Aim of the exercise: Extract the passage from the Evolution build guide between "https://download.gnome.org/sources/evolution/" and "Evolution team members.", inclusive, copying it word for word.

Given passage:
This describes how to build Evolution from sources, which can be sometimes problematic due to dependencies, even Evolution itself doesn't depend on any recent versions. Due to that Evolution can use development packages of the most modern distributions. There is also BuildStream, which is meant to make things easier, thus if you want to use it, then follow its documentation page instead. This article will describe manual build of Evolution.

Evolution-Data-Server dependency

Evolution itself depends on Evolution-Data-Server, as much as the version of Evolution-Data-Server should be the same as version of Evolution itself. That means that when building Evolution, you'll most likely need to build Evolution-Data-Server as well. Due to Evolution-Data-Server being core part of the GNOME, and other applications are also connecting to it. For example GNOME Contacts, GNOME ToDo, GNOME Calendar and other are connection to Evolution-Data-Server. Building those applications instead of Evolution is possible too, the only thing to do is to basically replace Evolution with that particular application in the below steps.

There is (one known) caveat with GNOME Shell. Its gnome-shell-calendar-server process, which shows events and tasks in the clock popover, keeps restarting evolution-calendar-factory when it is closed (it's provided by Evolution-Data-Server), which makes it harder to develop those background processes, not talking that it's not intended to replace the system GNOME Shell by a custom build. There are some options, like moving away the gnome-shell-calendar-server process, thus the clock popover will not show any events, but the background processes will not be restarted in the background.

Download sources

The sources can be downloaded either in form of a tarball release or to make a git clone. It's better to use git clone in case any modifications are planned to be done in the code. The tarball releases can be found here:

https://download.gnome.org/sources/evolution-data-server/

https://download.gnome.org/sources/evolution/

Commands to make a git clone are below. They are using the GNOME git repository, because it's the official place for the sources. There is a github copy of those repositories, but they are not used, neither monitored, by the Evolution team members.

$ git clone https://gitlab.gnome.org/GNOME/evolution-data-server.git
$ git clone https://gitlab.gnome.org/GNOME/evolution.git

Even there is no difference between tarball releases download and the git clone in the below chapters, let's try to build Evolution from the git clone. First of all, pick a folder where the sources will be saved. It can be basically anywhere, thus use for example $HOME/sources. Evolution uses CMake as its build system. Versions before Evolution 3.24 used Autotools, where the only change in this article will be to call Autotools commands, instead of CMake commands. All the rest is the same.

Collected data:
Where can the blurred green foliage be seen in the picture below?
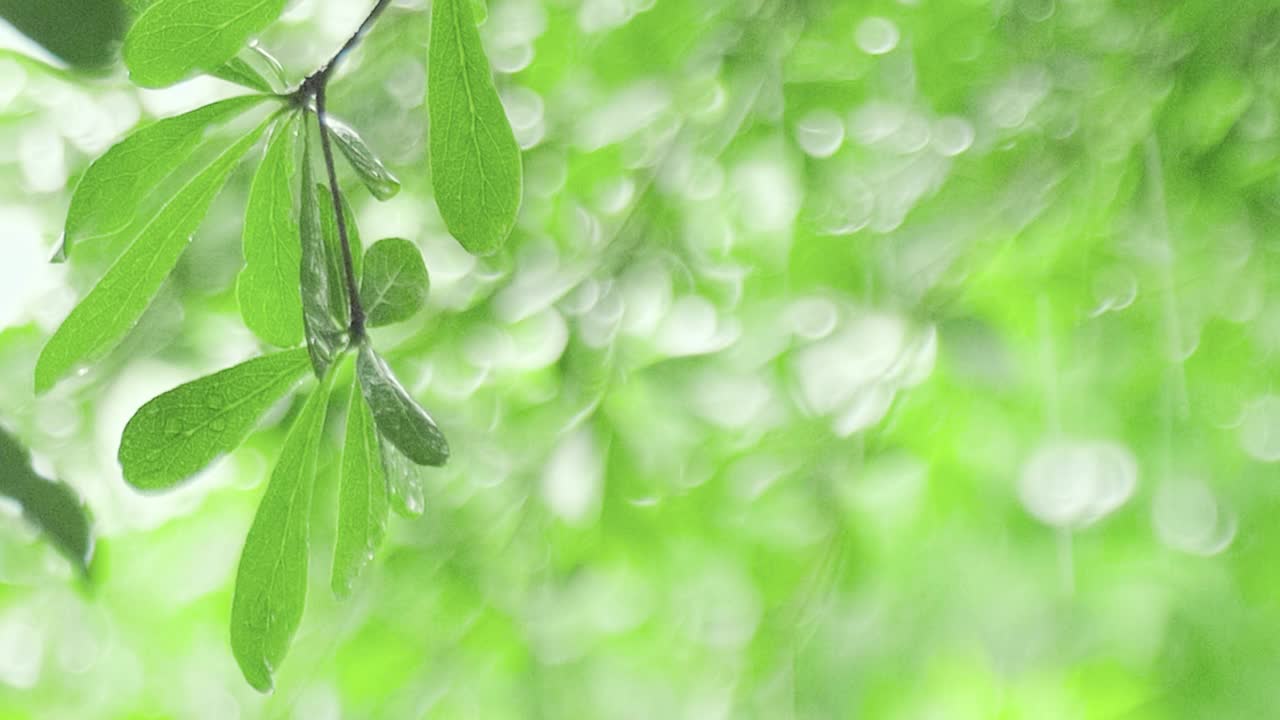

Solution to the problem:
https://download.gnome.org/sources/evolution/

Commands to make a git clone are below. They are using the GNOME git repository, because it's the official place for the sources. There is a github copy of those repositories, but they are not used, neither monitored, by the Evolution team members.